→ **Tâche A**
Pour chacune des affirmations suivantes, indiquez par oui ou non si elle concorde avec le texte sur le classement des restaurants, en citant les mots précis du texte qui tranchent : (i) le classement compare les pays entre eux ; (ii) le texte affirme que les restaurants sont très chers dans les pays scandinaves ; (iii) le texte évoque un tiers d'obèses aux États-Unis.

→ **Texte de la page**
Il finit par y avoir quarante débats en un là.
1) Classement national ou classement des meilleurs restaurants ?
Ce classement
ne classe pas les pays entre eux, mais les 50 plus grands restaurants, sans juger du niveau moyen ou médian de la gastronomie d'un pays. A ce jeu là, je crois que la France, l'Italie (puisqu'Herbey 99 en parle, et je suis d'accord avec lui), et d'autres pays de grande tradition culinaire, en Asie par exemple, se trouveraient bien plus haut que les pays scandinaves - où l'on mange en moyenne une nourriture assez peu variée, et où les restaurants sont très chers - , que le Royaume-Uni (même si les choses bougent à Londres, ce n'est pas le cas dans tout le pays, loin s'en faut, ni dans toutes les familles), ou que les Etats-Unis (le plus clair des trois à mon avis, balladez vous dans un supermarché américain et vous comprendrez ce que je veux dire).
Là, on parle de l'élite des restaurants, et non,
ce n'est pas forcément parce qu'on a les deux trois meilleurs restaurants qu'on est le pays de la gastronomie. Ce serait comme dire: les Américains ont tous les champions olympiques d'athlétisme, c'est bien la preuve que les Américains sont tous des athlètes. Raté: ça veut juste dire que les plus forts des Américains sont les meilleurs athlètes du monde ; ça n'empêche pas qu'il y ait un tiers d'obèse dans le pays, dont les performances athlétiques prêteraient malheureusement à sourire...

→ **Tâche B**
Repérez chaque ligne des entrées qui contient le mot "leaf" et recopiez-la, en respectant la casse.

→ **Données fournies**
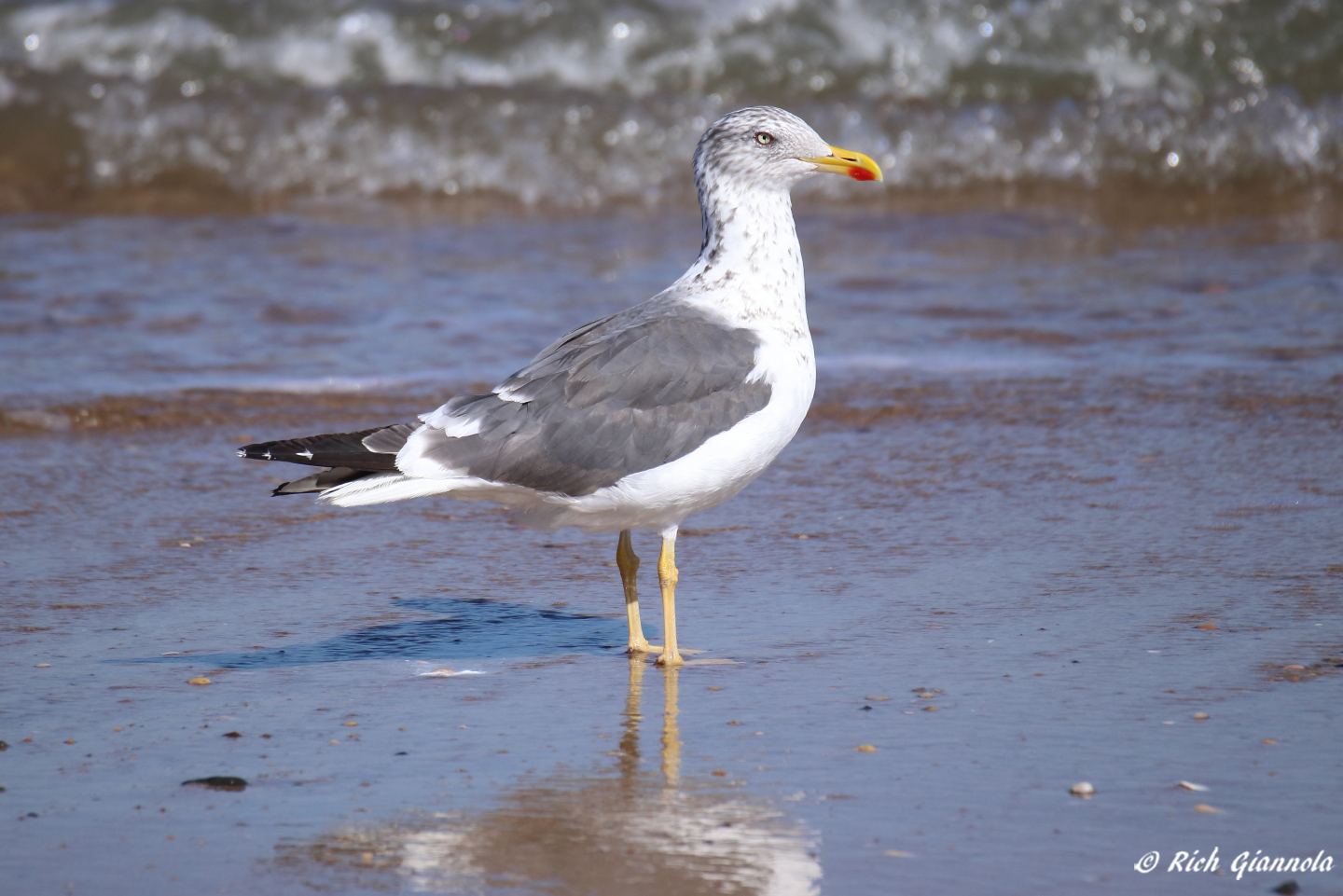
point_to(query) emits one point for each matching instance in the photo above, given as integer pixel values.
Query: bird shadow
(466, 627)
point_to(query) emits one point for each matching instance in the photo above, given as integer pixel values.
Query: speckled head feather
(756, 148)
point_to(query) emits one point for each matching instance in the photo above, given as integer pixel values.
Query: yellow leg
(629, 563)
(668, 578)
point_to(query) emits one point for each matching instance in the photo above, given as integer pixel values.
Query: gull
(638, 420)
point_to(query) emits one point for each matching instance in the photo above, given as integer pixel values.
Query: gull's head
(768, 146)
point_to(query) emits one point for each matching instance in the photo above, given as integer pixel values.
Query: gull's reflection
(589, 835)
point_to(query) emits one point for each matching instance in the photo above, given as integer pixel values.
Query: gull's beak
(845, 161)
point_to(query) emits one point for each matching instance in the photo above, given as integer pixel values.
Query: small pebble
(219, 782)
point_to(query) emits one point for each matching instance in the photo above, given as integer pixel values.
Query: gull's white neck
(750, 266)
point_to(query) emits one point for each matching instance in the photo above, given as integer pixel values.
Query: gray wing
(604, 402)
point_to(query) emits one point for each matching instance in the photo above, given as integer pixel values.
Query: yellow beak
(845, 161)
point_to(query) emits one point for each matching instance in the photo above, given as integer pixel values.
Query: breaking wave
(582, 101)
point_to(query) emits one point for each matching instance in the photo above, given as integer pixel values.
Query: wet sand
(1069, 480)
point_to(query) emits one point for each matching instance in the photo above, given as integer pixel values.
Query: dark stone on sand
(219, 782)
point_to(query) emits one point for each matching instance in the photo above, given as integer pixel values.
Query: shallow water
(1073, 470)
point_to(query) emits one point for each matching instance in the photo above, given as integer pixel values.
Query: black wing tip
(256, 451)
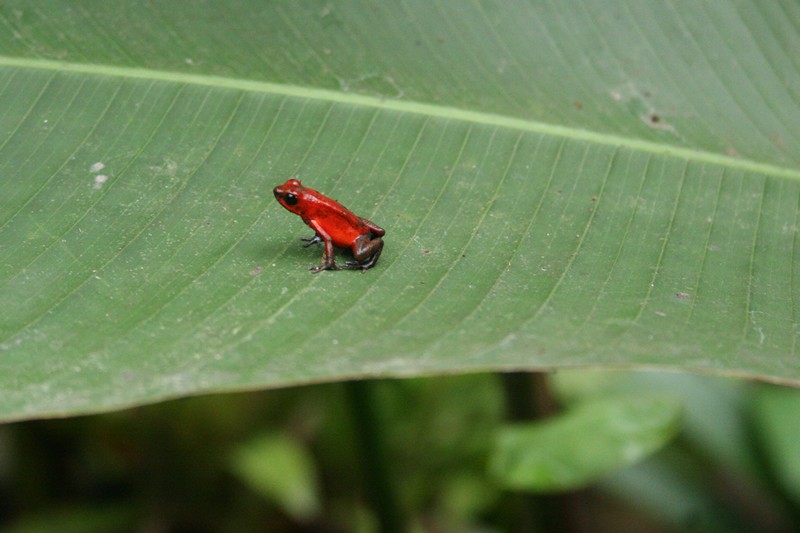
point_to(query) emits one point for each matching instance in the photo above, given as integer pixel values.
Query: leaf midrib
(413, 107)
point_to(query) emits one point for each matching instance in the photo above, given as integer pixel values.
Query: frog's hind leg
(366, 251)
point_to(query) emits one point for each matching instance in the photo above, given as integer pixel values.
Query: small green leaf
(777, 418)
(584, 444)
(280, 469)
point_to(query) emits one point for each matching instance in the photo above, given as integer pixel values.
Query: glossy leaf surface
(603, 185)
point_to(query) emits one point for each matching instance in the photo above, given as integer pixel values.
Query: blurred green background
(290, 460)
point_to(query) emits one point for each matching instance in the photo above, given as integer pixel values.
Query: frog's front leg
(316, 239)
(366, 250)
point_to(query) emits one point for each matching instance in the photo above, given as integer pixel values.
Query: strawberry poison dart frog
(334, 225)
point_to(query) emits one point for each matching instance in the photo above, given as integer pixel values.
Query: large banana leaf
(587, 184)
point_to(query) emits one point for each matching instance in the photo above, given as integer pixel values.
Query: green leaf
(281, 470)
(586, 443)
(601, 185)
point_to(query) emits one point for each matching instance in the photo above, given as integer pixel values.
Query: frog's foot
(325, 266)
(362, 265)
(316, 239)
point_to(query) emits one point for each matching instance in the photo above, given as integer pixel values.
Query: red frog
(333, 224)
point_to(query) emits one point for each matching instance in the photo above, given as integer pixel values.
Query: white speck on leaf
(100, 180)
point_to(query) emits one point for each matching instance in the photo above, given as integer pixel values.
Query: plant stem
(528, 398)
(380, 492)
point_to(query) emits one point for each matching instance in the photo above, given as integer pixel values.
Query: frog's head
(289, 194)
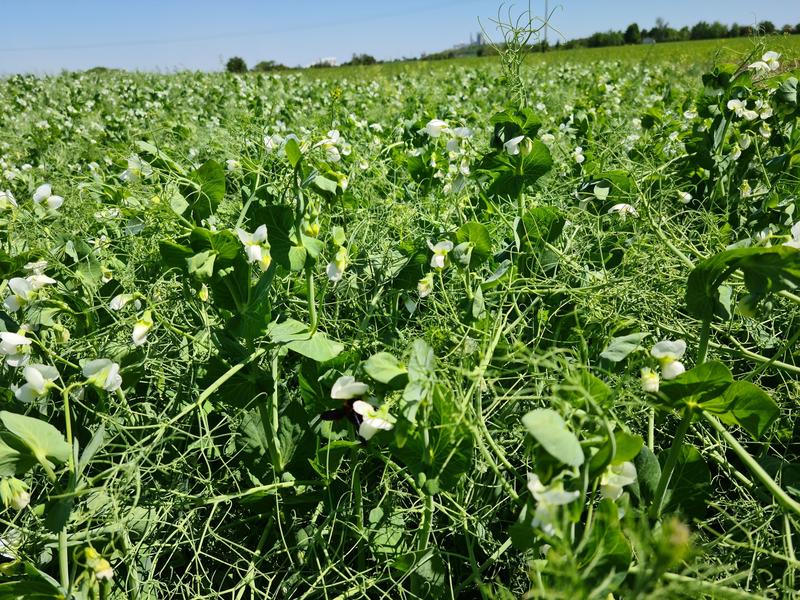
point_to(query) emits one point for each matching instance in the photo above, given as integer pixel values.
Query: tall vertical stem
(669, 466)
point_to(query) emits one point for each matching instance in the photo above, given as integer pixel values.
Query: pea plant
(515, 329)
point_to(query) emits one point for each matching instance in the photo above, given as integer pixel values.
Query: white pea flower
(440, 251)
(650, 380)
(14, 493)
(44, 194)
(119, 301)
(22, 292)
(7, 200)
(548, 499)
(512, 145)
(739, 107)
(372, 420)
(425, 285)
(100, 566)
(668, 354)
(137, 169)
(336, 267)
(256, 246)
(103, 373)
(273, 142)
(615, 478)
(769, 62)
(15, 347)
(435, 127)
(142, 328)
(36, 267)
(38, 280)
(346, 388)
(795, 241)
(38, 381)
(623, 210)
(601, 192)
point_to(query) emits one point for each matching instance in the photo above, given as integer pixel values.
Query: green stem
(63, 549)
(702, 348)
(672, 460)
(423, 536)
(752, 464)
(312, 300)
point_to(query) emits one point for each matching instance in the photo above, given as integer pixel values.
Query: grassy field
(424, 330)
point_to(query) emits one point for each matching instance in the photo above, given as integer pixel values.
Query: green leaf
(223, 243)
(766, 270)
(746, 405)
(607, 550)
(443, 454)
(293, 152)
(478, 236)
(550, 430)
(45, 441)
(174, 255)
(787, 93)
(701, 384)
(201, 265)
(296, 336)
(620, 347)
(208, 191)
(540, 225)
(287, 331)
(318, 347)
(384, 367)
(325, 184)
(160, 157)
(691, 484)
(421, 377)
(15, 458)
(648, 472)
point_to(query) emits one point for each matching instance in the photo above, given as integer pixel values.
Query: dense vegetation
(479, 331)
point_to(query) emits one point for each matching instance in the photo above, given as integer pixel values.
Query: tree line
(633, 34)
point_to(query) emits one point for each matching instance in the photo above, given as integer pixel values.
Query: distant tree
(701, 31)
(633, 34)
(361, 59)
(766, 27)
(718, 30)
(607, 38)
(236, 64)
(265, 66)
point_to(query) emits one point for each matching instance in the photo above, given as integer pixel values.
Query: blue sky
(45, 36)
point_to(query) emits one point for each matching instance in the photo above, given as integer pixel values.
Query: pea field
(494, 328)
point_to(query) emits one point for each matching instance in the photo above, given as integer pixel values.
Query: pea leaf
(478, 236)
(550, 430)
(293, 152)
(45, 441)
(701, 384)
(766, 270)
(746, 405)
(620, 347)
(384, 367)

→ **Résultat attendu A**
(i) Non : « ne classe pas les pays entre eux, mais les 50 plus grands restaurants »
(ii) Oui : « où les restaurants sont très chers »
(iii) Oui : « ça n'empêche pas qu'il y ait un tiers d'obèse dans le pays »

→ **Résultat attendu B**
Query: leaf midrib
Query: small green leaf
Query: glossy leaf surface
Query: large banana leaf
Query: green leaf
Query: white speck on leaf
Query: green leaf
Query: pea leaf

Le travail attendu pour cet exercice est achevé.